» Task details
Carry the worked geometry solution about angle z forward from its last line, keeping its step-by-step style.

» Excerpt provided
Question

BAD, BCE,ACF are straight lines. it is given that BA=BC,AD=AF,EB=ED.if angle BAC=z°,find the value z ​

Answer 1

Given, BAD, BCE, ACF and DEF are straight lines and BA = BC, AD = AF, EB = ED. angle BAC = z°

Let angle ABC = y° and BED = x°

In ∆ABC,

angle BAC = angle BCA = z° (given)

By angle sum property, we get

angle (BAC + BCA + ABC) = 180°

or, 2z° + y° = 180° ___ eq.(i)

In ∆BED,

EB = ED (given)

angle EBD = angle EDB = y°

angle FAD = 180° - z° ___ eq.(ii)

(Since BAD is a straight line)

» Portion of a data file
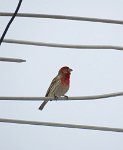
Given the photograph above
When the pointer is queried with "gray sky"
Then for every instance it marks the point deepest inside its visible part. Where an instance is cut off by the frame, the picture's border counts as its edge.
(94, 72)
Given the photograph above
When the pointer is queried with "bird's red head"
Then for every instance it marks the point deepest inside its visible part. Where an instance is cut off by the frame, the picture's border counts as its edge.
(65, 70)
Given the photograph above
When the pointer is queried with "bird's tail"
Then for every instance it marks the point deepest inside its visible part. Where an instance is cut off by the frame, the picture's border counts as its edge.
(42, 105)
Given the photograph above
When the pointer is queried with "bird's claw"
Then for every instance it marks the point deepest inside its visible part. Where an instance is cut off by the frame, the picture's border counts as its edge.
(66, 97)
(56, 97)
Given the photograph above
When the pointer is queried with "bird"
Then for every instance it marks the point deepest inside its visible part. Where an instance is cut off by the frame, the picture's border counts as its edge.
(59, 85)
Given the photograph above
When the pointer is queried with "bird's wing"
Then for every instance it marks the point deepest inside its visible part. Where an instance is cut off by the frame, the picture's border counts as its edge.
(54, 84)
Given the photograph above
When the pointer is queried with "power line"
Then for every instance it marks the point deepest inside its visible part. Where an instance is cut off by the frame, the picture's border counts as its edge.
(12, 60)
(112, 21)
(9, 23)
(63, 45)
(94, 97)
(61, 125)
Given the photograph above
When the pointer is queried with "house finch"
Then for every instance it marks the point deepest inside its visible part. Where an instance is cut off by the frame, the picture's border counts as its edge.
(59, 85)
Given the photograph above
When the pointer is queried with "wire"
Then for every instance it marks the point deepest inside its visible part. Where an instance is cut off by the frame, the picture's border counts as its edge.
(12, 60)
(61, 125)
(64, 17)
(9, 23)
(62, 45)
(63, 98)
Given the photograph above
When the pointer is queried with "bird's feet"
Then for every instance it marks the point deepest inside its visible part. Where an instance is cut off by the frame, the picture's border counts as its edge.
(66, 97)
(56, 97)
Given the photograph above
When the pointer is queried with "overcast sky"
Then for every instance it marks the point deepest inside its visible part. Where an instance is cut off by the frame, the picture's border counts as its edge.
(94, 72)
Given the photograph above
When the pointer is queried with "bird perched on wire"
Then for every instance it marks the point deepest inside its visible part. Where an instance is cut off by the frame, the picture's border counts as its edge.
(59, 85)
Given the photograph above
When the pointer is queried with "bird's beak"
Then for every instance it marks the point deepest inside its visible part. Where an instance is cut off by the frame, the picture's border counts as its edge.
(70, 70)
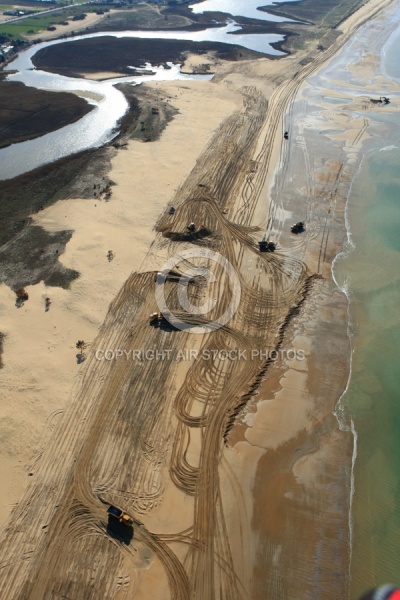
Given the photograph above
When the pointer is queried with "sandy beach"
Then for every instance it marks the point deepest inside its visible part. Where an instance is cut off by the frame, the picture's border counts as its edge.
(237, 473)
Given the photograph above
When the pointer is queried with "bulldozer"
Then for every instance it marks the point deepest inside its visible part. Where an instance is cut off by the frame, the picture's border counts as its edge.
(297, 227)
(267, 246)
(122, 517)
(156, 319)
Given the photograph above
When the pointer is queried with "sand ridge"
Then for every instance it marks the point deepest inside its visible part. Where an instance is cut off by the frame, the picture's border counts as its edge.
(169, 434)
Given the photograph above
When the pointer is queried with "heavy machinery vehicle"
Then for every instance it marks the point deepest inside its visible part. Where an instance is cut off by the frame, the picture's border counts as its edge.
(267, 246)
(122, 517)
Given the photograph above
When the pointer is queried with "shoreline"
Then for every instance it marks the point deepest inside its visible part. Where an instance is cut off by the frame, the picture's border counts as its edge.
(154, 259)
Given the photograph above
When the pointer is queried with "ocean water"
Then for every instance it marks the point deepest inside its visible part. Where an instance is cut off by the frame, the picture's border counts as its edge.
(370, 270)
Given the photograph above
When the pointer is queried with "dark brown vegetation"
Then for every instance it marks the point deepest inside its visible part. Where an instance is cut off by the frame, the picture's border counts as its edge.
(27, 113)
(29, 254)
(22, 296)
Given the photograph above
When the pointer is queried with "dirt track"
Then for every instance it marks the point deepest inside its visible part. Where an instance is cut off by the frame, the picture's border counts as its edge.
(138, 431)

» Exercise result
In ∆ADF,

angle ADF = y° = angle DFA (given)

By angle sum property, we get

angle(ADF + DFA + FAD) = 180°

or, 2y° + 180° - z° = 180°

or, 2y° - z° = 0° ___ eq.(iii)

From eq.(i) and eq.(iii), we get

y° = 36°

In ∆BED,

angle BED = 180° - angle EBD - angle EDB

or, x = 180° - 2y°

or, x = 180° - 2(36°)

or, x = 108°

Answer:

Therefore, the value of x is 108°.